# [CHECK YOUR UNDERSTANDING]
**1.** List every country named in the news report on the Amazon drought.
**2.** Write out the news report on the Amazon drought from "UNICEF Director-General urges" up to and including "statement on Thursday.".
**3.** Continue the news report on the Amazon drought from where it stops.

# [SELECTED PASSAGE]

-*-

UNICEF Director-General urges leaders at the upcoming COP29 summit in Azerbaijan to increase climate funding for children.
The United Nations says more than 420,000 children in the Amazon basin have been affected by “dangerous levels” of water scarcity and drought in three countries.
The unprecedented drought, ongoing since last year, is negatively impacting indigenous and other communities in Brazil, Colombia and Peru that depend on boat trips, the United Nations Children’s Fund (UNICEF) said ahead of the COP29 climate change summit in Baku, Azerbaijan. .
“We are witnessing the destruction of the essential ecosystem on which families depend, leaving many children without access to adequate food, water, health care and schools,” UNICEF Executive Director Catherine Russell said in a statement on Thursday.
“We must mitigate the effects of extreme climate crises to protect children today and future generations. The health of the Amazon affects the health of all of us.”
The UN agency called on leaders to take decisive action, including a “significant increase” in climate funding for children.
She added that the resulting food insecurity in the Amazon region increases the risk of malnutrition among children, while lack of access to drinking water can lead to a rise in infectious diseases among children.
In the Amazon region of Brazil alone, more than 1,700 schools and 760 medical clinics were forced to close or became inaccessible due to falling river levels.
In Colombia’s Amazon region, lack of drinking water and food forced 130 schools to suspend classes. In Peru, more than 50 clinics were inaccessible.
UNICEF said it needs $10 million in the coming months to help stricken communities in those three countries, including by providing water and sending health teams.

-*-

# [ENTRIES SHOWN]
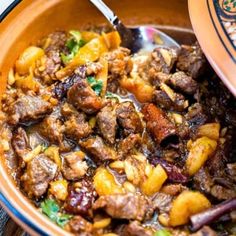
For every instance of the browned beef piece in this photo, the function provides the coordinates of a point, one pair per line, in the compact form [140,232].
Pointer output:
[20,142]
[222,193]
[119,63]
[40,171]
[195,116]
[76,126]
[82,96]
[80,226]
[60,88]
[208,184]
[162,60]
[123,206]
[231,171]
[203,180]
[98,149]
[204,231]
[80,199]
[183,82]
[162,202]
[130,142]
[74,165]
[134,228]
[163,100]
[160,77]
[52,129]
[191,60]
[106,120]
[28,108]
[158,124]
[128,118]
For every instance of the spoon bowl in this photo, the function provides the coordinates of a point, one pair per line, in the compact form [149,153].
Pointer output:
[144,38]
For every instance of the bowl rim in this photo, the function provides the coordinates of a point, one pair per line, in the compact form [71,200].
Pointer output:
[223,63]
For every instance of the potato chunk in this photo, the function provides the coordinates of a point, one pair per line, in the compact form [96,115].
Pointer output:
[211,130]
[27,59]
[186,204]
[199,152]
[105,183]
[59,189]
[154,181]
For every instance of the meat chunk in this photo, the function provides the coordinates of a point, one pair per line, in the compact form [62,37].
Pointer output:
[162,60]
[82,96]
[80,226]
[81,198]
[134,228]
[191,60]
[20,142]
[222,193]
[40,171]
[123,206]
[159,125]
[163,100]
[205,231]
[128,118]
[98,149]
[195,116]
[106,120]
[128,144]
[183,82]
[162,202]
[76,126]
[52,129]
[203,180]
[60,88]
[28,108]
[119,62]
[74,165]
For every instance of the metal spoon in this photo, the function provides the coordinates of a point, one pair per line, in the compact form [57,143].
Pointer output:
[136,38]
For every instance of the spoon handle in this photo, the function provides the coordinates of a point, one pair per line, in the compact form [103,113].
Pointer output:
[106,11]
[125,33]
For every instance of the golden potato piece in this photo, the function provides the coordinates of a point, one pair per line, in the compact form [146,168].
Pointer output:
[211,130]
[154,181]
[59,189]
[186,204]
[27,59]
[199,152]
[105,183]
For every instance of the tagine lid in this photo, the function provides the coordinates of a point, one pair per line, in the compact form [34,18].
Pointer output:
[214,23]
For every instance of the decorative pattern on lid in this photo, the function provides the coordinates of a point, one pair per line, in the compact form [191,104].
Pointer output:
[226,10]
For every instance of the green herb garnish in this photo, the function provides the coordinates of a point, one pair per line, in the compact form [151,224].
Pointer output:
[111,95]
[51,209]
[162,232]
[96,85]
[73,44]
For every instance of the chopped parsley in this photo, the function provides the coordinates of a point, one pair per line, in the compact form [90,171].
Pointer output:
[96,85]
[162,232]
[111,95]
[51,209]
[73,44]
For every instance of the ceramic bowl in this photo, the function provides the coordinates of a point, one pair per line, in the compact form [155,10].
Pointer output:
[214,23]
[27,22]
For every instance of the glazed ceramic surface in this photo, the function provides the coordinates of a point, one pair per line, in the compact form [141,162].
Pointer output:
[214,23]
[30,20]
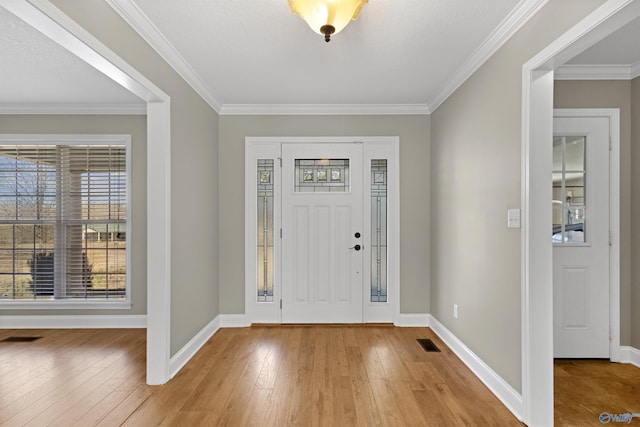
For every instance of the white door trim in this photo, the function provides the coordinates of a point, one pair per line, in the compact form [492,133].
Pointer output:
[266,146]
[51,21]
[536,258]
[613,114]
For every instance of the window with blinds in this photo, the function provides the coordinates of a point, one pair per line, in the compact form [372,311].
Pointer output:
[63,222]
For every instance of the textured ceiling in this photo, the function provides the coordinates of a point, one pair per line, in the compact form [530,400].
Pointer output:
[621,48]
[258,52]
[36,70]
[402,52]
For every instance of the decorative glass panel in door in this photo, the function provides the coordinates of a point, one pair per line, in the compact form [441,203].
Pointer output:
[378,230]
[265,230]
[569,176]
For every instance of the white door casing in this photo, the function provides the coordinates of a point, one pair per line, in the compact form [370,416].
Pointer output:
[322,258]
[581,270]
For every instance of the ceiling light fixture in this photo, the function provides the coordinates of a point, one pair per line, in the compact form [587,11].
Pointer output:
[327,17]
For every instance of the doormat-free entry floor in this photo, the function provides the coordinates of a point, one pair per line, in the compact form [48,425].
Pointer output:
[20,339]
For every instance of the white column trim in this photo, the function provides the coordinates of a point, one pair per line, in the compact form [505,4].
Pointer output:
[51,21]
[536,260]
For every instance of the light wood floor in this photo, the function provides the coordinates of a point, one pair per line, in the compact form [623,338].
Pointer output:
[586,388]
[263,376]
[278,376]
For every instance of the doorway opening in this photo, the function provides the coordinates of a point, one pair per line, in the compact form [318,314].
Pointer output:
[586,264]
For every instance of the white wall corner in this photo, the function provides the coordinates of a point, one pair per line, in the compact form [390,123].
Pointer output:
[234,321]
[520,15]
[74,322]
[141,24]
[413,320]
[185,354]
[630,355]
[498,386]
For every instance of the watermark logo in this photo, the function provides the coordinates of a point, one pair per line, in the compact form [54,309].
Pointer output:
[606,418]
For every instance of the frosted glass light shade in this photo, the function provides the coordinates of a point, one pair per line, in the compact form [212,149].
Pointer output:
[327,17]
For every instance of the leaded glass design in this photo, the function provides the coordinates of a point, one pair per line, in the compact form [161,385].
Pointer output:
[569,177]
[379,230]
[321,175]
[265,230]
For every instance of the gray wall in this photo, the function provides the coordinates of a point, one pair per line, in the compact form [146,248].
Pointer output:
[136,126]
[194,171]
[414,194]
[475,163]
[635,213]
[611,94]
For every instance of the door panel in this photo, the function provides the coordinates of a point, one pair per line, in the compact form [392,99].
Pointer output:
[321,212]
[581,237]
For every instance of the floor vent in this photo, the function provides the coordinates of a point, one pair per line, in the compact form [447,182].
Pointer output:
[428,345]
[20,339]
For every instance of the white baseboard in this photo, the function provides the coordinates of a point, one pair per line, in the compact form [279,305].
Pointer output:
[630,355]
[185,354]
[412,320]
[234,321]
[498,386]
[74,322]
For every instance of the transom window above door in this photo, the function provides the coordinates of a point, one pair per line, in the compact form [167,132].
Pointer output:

-*-

# [ANSWERS BY ITEM]
**1.** Azerbaijan, Brazil, Colombia, Peru

**2.**
UNICEF Director-General urges leaders at the upcoming COP29 summit in Azerbaijan to increase climate funding for children.
The United Nations says more than 420,000 children in the Amazon basin have been affected by “dangerous levels” of water scarcity and drought in three countries.
The unprecedented drought, ongoing since last year, is negatively impacting indigenous and other communities in Brazil, Colombia and Peru that depend on boat trips, the United Nations Children’s Fund (UNICEF) said ahead of the COP29 climate change summit in Baku, Azerbaijan. .
“We are witnessing the destruction of the essential ecosystem on which families depend, leaving many children without access to adequate food, water, health care and schools,” UNICEF Executive Director Catherine Russell said in a statement on Thursday.

**3.**
Weather monitoring agencies, such as NASA’s Earth Observatory and the European Union’s Copernicus Climate Change Service, say drought across the Amazon Basin since the latter half of last year was caused by the 2023-2024 El Niño climate phenomenon in the Pacific Ocean.
Insufficient rainfall and shrinking vital rainforest rivers have exacerbated forest fires, disrupted hydropower generation and dried up crops in parts of Brazil, Bolivia, Colombia, Ecuador, Peru and Venezuela.
Brazilian experts said the climate crisis was also to blame.
Despite a series of environmental setbacks across the Amazon, Brazilian Environment Minister Marina Silva said it was “possible” for governments to “confront climate change.”
Silva made the statement on Wednesday after the government announced that deforestation in the Brazilian Amazon fell by about 30 percent in the 12 months to July compared to the same period a year earlier — the smallest area destroyed in the world’s largest rainforest in nine years.
When Luiz Inacio Lula da Silva returned as Brazil’s president two years ago, he promised to strengthen enforcement of environmental laws to rein in deforestation, which had skyrocketed under his predecessor, Jair Bolsonaro.
“What was presented here today is the fruit of our work,” Silva said.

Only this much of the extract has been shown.